Records from a collection:
====================

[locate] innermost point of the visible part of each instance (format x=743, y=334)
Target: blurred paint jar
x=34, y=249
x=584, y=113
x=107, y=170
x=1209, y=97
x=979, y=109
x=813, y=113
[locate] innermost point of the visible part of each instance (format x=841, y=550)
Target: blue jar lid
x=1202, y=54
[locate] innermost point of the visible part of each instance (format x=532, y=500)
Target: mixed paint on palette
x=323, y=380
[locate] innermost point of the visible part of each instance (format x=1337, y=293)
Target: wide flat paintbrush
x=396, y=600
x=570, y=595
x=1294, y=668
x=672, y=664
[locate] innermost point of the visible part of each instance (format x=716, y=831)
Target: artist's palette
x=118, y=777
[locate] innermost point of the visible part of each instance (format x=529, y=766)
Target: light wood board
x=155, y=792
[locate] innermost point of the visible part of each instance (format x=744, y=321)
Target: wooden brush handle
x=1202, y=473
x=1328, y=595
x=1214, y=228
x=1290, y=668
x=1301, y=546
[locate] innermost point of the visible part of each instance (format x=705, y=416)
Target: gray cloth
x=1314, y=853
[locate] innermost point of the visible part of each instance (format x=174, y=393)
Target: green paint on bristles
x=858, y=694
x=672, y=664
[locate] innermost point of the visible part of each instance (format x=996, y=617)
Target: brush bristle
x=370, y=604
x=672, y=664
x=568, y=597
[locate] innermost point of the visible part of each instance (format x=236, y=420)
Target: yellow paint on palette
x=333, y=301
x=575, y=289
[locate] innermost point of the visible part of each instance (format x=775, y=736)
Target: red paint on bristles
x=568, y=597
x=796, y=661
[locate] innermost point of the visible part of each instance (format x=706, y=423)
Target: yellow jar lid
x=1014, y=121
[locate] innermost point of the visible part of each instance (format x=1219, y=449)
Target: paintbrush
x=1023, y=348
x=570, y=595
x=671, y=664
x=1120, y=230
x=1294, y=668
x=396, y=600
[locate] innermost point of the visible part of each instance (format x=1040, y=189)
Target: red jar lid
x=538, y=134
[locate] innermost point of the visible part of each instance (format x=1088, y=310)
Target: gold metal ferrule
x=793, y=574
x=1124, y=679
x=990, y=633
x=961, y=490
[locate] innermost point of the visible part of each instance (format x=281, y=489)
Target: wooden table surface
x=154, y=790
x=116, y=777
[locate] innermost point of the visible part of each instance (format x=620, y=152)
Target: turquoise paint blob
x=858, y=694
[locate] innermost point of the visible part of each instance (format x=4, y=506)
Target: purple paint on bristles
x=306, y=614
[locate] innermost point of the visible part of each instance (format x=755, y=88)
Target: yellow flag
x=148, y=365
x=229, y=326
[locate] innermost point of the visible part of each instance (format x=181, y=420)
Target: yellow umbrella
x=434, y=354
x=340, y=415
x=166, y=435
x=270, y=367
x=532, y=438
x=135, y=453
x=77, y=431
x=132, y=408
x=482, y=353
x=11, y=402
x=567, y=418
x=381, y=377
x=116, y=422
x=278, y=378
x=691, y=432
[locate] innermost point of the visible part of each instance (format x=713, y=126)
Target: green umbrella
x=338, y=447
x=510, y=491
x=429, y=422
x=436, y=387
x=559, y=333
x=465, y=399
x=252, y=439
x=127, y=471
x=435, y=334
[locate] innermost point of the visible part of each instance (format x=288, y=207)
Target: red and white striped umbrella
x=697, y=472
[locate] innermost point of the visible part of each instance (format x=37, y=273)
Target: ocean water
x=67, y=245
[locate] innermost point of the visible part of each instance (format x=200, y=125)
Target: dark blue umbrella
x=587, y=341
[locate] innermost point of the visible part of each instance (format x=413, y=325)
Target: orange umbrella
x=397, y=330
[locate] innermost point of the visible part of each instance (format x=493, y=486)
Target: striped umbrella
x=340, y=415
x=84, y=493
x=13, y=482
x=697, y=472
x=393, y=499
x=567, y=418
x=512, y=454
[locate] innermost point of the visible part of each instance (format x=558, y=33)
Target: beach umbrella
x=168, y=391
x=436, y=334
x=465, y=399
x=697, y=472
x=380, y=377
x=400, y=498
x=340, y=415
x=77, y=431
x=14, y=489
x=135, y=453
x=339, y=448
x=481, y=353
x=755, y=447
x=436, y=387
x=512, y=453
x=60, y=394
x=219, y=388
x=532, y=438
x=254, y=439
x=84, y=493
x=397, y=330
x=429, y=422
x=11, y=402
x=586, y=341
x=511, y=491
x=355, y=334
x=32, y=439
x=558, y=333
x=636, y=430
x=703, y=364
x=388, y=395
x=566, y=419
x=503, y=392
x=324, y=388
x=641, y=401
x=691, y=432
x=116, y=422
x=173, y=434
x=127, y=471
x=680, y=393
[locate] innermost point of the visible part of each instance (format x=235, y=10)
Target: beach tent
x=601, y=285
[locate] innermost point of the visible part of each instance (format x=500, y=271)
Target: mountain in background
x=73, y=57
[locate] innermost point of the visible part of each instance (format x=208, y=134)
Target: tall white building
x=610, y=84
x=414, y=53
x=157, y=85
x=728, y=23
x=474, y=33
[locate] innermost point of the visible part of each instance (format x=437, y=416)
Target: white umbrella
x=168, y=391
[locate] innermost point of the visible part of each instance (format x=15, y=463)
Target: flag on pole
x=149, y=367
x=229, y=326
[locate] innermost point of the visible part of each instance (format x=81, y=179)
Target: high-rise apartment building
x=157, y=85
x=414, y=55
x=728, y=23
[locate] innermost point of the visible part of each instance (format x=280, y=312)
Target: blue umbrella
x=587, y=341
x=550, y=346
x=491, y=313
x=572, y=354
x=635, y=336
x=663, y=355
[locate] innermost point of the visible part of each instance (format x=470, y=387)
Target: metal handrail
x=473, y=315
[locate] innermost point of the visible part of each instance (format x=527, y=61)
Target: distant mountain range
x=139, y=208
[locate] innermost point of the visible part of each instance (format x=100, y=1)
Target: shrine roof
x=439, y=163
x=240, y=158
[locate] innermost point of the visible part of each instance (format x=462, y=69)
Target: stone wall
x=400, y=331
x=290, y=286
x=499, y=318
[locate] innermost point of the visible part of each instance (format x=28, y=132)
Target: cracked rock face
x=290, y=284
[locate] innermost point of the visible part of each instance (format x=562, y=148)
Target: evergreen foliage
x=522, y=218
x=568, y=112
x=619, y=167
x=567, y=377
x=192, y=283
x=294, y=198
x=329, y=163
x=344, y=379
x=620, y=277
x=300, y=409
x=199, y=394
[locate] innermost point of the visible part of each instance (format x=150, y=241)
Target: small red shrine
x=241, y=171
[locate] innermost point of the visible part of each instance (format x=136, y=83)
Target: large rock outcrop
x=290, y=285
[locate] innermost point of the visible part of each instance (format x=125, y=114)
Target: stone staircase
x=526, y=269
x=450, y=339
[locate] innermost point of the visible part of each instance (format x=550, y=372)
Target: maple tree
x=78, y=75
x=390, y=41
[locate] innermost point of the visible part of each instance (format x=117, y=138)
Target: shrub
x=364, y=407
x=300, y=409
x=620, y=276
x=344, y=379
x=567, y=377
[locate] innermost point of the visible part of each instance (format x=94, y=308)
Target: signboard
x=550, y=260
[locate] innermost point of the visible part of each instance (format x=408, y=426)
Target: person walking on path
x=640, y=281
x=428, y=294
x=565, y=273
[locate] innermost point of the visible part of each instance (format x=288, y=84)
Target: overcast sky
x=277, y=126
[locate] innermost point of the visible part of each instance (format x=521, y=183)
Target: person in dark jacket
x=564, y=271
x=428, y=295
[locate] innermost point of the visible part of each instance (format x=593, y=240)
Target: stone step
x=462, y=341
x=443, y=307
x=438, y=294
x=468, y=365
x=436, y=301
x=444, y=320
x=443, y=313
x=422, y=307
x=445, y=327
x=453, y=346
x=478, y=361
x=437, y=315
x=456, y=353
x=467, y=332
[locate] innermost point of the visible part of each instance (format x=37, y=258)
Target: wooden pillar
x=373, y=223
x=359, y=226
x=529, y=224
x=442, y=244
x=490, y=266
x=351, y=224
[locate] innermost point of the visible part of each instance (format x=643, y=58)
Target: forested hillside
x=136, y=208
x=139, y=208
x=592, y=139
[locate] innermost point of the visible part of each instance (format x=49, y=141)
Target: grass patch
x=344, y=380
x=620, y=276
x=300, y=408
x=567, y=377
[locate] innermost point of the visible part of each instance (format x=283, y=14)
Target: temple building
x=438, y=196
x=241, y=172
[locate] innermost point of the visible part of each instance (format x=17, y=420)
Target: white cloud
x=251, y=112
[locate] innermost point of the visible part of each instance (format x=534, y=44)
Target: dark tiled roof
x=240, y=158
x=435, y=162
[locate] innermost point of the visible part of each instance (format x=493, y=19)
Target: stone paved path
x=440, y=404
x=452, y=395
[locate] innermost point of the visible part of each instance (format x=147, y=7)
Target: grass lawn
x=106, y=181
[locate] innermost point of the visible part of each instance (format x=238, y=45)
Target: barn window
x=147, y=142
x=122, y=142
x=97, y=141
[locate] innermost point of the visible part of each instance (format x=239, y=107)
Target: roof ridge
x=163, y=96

====================

Copy out the lines of the records above, beginning with the line that contains "(format x=841, y=550)" and ending with the line that contains "x=538, y=134", with both of those lines included.

» **EXERCISE RESULT**:
[locate] innermost point of the visible part of each instance (format x=841, y=550)
Target: blue jar lid
x=1202, y=54
[locate] innermost point of the visible part of each instance (format x=532, y=500)
Target: mixed paint on palette
x=323, y=380
[locate] innermost point of the visible part of each instance (format x=1337, y=293)
Target: wide flat paintbrush
x=396, y=600
x=570, y=595
x=1294, y=668
x=672, y=664
[locate] innermost point of the visible part of each instance (format x=716, y=831)
Target: artist's palette
x=118, y=777
[locate] innermost point of the visible part of each instance (format x=529, y=766)
Target: light wood board
x=155, y=792
[locate] innermost point of the visible part of each instance (format x=744, y=321)
Target: wooden brush handle
x=1202, y=473
x=1328, y=595
x=1214, y=228
x=1290, y=668
x=1301, y=546
[locate] innermost point of the visible part of each instance (format x=705, y=416)
Target: gray cloth
x=1314, y=853
[locate] innermost point of the visible part of each instance (format x=174, y=393)
Target: green paint on bristles
x=858, y=694
x=672, y=664
[locate] innermost point of the visible part of each instance (format x=996, y=617)
Target: brush bristle
x=370, y=604
x=672, y=664
x=568, y=597
[locate] innermost point of the visible part of each instance (format x=236, y=420)
Target: yellow paint on palette
x=333, y=301
x=575, y=289
[locate] innermost point of the visible part of each instance (format x=775, y=736)
Target: red paint on bristles
x=568, y=597
x=796, y=661
[locate] innermost point of the visible part of each instance (format x=706, y=423)
Target: yellow jar lid
x=1014, y=121
[locate] innermost point of the visible part of each instance (format x=1219, y=449)
Target: paintbrush
x=1023, y=348
x=570, y=595
x=671, y=664
x=1120, y=230
x=1294, y=668
x=396, y=600
[locate] innermost point of the visible part of each instance (format x=1040, y=189)
Target: red jar lid
x=538, y=134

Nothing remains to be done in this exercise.